- Exercise aim -
Write out the material exactly, without any of its pictures.

- Material provided -
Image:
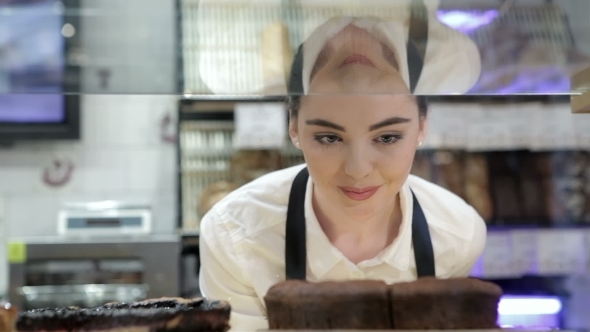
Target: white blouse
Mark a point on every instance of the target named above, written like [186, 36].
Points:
[243, 237]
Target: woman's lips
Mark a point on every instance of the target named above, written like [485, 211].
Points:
[359, 194]
[357, 59]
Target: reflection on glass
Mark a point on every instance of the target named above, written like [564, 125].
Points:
[467, 48]
[239, 47]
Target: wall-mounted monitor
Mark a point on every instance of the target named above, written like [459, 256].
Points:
[37, 38]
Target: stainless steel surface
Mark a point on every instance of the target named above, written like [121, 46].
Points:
[81, 295]
[160, 257]
[475, 330]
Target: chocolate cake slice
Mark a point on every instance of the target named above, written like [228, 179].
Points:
[157, 315]
[427, 303]
[445, 304]
[328, 305]
[7, 318]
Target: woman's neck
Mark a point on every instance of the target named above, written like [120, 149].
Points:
[358, 240]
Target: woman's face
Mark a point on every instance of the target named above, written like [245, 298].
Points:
[358, 127]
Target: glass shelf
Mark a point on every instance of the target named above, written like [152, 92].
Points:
[225, 49]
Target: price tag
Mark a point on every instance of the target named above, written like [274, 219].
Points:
[497, 256]
[518, 123]
[582, 130]
[487, 128]
[524, 254]
[451, 126]
[260, 126]
[553, 128]
[561, 252]
[17, 252]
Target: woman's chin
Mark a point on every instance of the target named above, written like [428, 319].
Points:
[361, 212]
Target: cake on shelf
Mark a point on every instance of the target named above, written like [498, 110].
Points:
[428, 303]
[162, 315]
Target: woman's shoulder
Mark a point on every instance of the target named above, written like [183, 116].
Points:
[258, 205]
[444, 209]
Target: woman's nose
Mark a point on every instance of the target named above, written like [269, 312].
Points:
[358, 163]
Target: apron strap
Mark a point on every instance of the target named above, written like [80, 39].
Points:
[295, 240]
[423, 252]
[295, 235]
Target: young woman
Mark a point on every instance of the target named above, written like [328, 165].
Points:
[353, 211]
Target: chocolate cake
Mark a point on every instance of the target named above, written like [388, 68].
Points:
[328, 305]
[158, 315]
[445, 304]
[428, 303]
[7, 318]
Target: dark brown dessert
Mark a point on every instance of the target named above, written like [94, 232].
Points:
[446, 304]
[159, 315]
[7, 318]
[328, 305]
[428, 303]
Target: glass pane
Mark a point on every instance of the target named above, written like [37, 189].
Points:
[246, 48]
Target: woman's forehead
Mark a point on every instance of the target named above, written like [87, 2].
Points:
[336, 106]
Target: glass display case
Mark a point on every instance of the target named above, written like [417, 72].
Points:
[508, 85]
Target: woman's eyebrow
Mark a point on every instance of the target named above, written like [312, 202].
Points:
[388, 122]
[325, 123]
[378, 125]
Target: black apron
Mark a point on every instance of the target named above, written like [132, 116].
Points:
[295, 238]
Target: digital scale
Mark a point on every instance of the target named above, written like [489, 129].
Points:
[104, 218]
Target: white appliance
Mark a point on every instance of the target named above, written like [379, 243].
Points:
[104, 218]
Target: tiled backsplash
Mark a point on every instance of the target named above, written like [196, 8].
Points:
[3, 259]
[121, 156]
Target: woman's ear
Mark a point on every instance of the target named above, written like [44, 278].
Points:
[293, 131]
[423, 130]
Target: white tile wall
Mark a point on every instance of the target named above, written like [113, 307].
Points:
[119, 157]
[3, 258]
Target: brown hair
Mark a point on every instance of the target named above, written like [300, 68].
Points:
[296, 92]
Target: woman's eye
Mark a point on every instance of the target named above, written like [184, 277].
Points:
[327, 139]
[388, 139]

- Response -
Image:
Target: white blouse
Mark a point on every instance of the target named above, written like [186, 36].
Points:
[243, 237]
Target: woman's lips
Mark a point on every instance of the target named above, written like [485, 211].
Points:
[359, 194]
[357, 59]
Target: reflection on glass
Mark a point on every instance of the target named above, written like [564, 125].
Points:
[467, 48]
[239, 47]
Target: wall-mounted monitor
Mark a point on every instance of the target named above, written like [459, 256].
Points:
[37, 38]
Target: stainless steel surface
Mark a point on every instance of the target named above, written like [121, 46].
Points:
[81, 295]
[160, 257]
[475, 330]
Target: chocolate cake slice
Mark a point on every instance of the target named above, written like [228, 179].
Points:
[157, 315]
[427, 303]
[445, 304]
[328, 305]
[7, 318]
Target: woman's neck
Mark a point on every instance of the target named above, written like [120, 149].
Points:
[358, 240]
Target: woman's face
Mark a point on every instance of the target named above, written like [245, 298].
Points:
[358, 127]
Target: glass shelf
Mark a point on every instance of the target named above, written like [152, 92].
Points:
[225, 49]
Target: price tag
Mark a point on every instance of the target named above, written like [274, 219].
Points:
[497, 256]
[518, 123]
[582, 130]
[487, 128]
[524, 254]
[451, 126]
[260, 126]
[553, 128]
[561, 252]
[17, 252]
Target: woman's chin
Mark a point on every instance of the target named above, written like [428, 319].
Points:
[361, 212]
Target: cake on shelf
Mark a point on every instance of the target named above, written like [498, 110].
Points:
[428, 303]
[162, 315]
Target: woman's shoulder
Mark a point on every instance of the target named above, written like [183, 116].
Points:
[258, 205]
[444, 209]
Target: woman's nose
Mark a point on every instance of the target named above, written like [269, 312].
Points:
[358, 163]
Target: apron strap
Mark a point on every instance of the target named above, written like [80, 39].
Points:
[295, 240]
[423, 252]
[295, 235]
Target: young woman
Mark a point on every instance of the target named above, written like [328, 165].
Points:
[353, 211]
Target: chocolate cake
Mark a point on every instance of the target named above, written like [388, 68].
Points:
[328, 305]
[158, 315]
[445, 304]
[428, 303]
[7, 318]
Target: dark brown dessert
Mark a point on every instance of the target named above, written like [94, 232].
Points:
[446, 304]
[159, 315]
[7, 318]
[328, 305]
[428, 303]
Target: glass pane
Mark a point on every instance of the target named above, written like [37, 189].
Points:
[246, 48]
Target: woman's forehead
Mark a point on every instance of the target named above, written like [87, 2].
Points:
[336, 106]
Target: glass display case
Mark a point on every instance of the target named above, written like [417, 72].
Points:
[508, 85]
Target: woman's eyebrow
Mark a point on every instance of the target named above, written like [312, 202].
Points:
[388, 122]
[325, 123]
[378, 125]
Target: black apron
Mark a point on every instance of the target named above, written like [132, 116].
Points:
[295, 238]
Target: digital scale
Mark a point on every instance of the target named above, written like [489, 129].
Points:
[104, 218]
Target: white appliance
Mark a point on every instance of the target named above, written like [379, 243].
Points:
[104, 218]
Target: tiled backsplash
Mark a point on every instance of the target named above, written like [196, 8].
Points:
[3, 259]
[121, 156]
Target: woman's ear
Mark a point on every instance of the target named above, written like [44, 278].
Points:
[293, 131]
[423, 130]
Target: white tile wall
Mark a point on every instance of the target named above, written like [113, 307].
Points:
[119, 157]
[3, 258]
Target: brown hair
Mark a point on every instance of the target named above, written like [300, 68].
Points:
[296, 92]
Target: woman's eye
Mark a point on every instance of the target named above, written like [184, 277].
Points:
[327, 139]
[388, 139]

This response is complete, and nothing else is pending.